There is no single, perfected version of a dialect of any language, just as what we think of as standard language can vary within itself as well. In other words, there are multiple Scots dialects within the umbrella of English dialects.

If Burns and other writers in dialect teach us anything about spoken language, it’s that it is subjective and fluid, different and constantly changing across all sorts of cultural boundaries. Those boundaries are not stark black dividers, but gray realms of overlapping traditions and identities. Whatever linguistic purists might say, certainly spoken language, along with written language in many ways, is a living, breathing, moving–and sometimes wild–thing.

Meter and rhythm.

Further evidence of Burns’s well-laid schemes emerges with a look at the rhythmic elements of the poem. The meter is set down regularly as iambic tetrameter paired with iambic dimeter, and the changes closely match the rhyme scheme shifts. Lines 1-3 and 5 follow tetrameter, with 4 iambs per line, and lines 4 and 6 use dimeter, with 2 iambs per line. An iamb is a set of two syllables, also known together as a metric foot, that begins with an unstressed syllable followed by a stressed syllable.

A simple illustration of an iambic foot is in the infinitive form of any one-syllable verb: to go, to breathe, to call, to jump, to know. We pronounce this pair of words with emphasis on the unique word in each pair: go, breathe, call, jump, and know. We don’t pronounce each set in the opposite manner, which would result in phrases with the sound of “TOO go,” “TOO breathe,” and so on, making the words sound strange, like the Roman garment “toga” or imaginary “tookle” for “to call” or “tune-o” for “to know.” Theoretically, one could create an iambic phrase solely out of infinitive verb phrases:

to WANT to KNOW, to WALK to YOU to SMILE  (iambic pentameter, five metric feet of syllable pairs, the first being unstressed, the second stressed)

### Stored rows

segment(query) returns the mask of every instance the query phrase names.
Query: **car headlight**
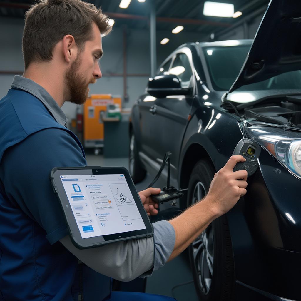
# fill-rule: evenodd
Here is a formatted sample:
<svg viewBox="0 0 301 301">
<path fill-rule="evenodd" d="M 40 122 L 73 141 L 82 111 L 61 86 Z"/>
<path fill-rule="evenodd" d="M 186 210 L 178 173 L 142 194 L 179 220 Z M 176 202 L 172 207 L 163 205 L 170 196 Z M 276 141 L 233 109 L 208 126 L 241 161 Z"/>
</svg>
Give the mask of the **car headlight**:
<svg viewBox="0 0 301 301">
<path fill-rule="evenodd" d="M 301 132 L 284 131 L 281 128 L 252 126 L 248 136 L 301 179 Z"/>
</svg>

### What this exercise asks
[A] In the essay on Burns, which lines of the poem use iambic dimeter?
[B] Continue the essay on Burns after its final example.
The lines placed after the essay on Burns are separate material and have nothing to do with it.

### Answer list
[A] Lines 4 and 6 use iambic dimeter.

[B]
where the capitalized words signify landing on them more heavily than on the word “to.”

Often, then, the stressed half of the metric foot (in these cases, the iamb) is where the more important words, and natural stresses in multi-syllabic words, arise. Another iambic pentameter line:

And if I fail to call, you’ll know I’ve left. The words if, fail, call, know, left make the central message.

The unstressed half of an iambic line is where the connecting words, less important words, and natural lack of stresses in multi-syllabic words would be.

And if I fail to call, you’ll know I’ve left. The words And, I, to, you’ll, I’ve are links and pronouns.

The unique feature of the iambic lines in “To a Mouse” is their often ending with a weak final syllable after the recognizable pattern of four or two iambs. Stanzas 1, 2, 4, and 6 contain this feature, ending on words like “beastie,” “startle,” “ruin,” and “dribble”–all words with a strong first syllable. There are exceptions even in these stanzas, with lines 4 and 6 in stanza 4 ending in “green” and “keen,” for instance, with stressed final syllables.

Still, the overarching tendency to add half an iambic foot to the end of many lines creates a lilting rhythm and lightness in tone, suggesting affectionate tenderness, as we sense from words like “beastie” and “nibble,” which are emotionally similar to diminutives like “sweetie” and cutie.”

The alternating stanzas with stressed last syllables and regular iambic feet include, from stanza 3, lines 1 (tetrameter, 4 stresses) and 4 (dimeter, 2 stresses):

“I doubt na, whiles, but thou may thieve; / . . . . ‘S a sma‘ request:”

The final two stanzas, shown above, also have regular iambic meter throughout, emphasizing the message there contained, for example, in the poem’s final two lines:

“An’ forward, tho‘ I canna see, / I guess an’ fear!”

In his poem, Burns deliberately places men and mice on an equal plane, both subject to the whims of fate and nature. Equating man with mouse is a startling choice, provoking thought and sometimes indignation. But the poet takes it one step farther, elevating the mouse above the man again in the final stanza: You know only how to live in the moment, you free and lucky mouse, whereas I’m a slave to regret for the past and to fear of the future.

For the full text of this poetic ploughman’s speech to a mouse, visit “To a Mouse” by Robert Burns. For an annotated version defining all the Scots terms, try scholarly sources such as page 748 of the full fifth edition (paperback) of The Norton Anthology of Poetry. My source for the terms I defined was the fourth edition.

The Burns legacy.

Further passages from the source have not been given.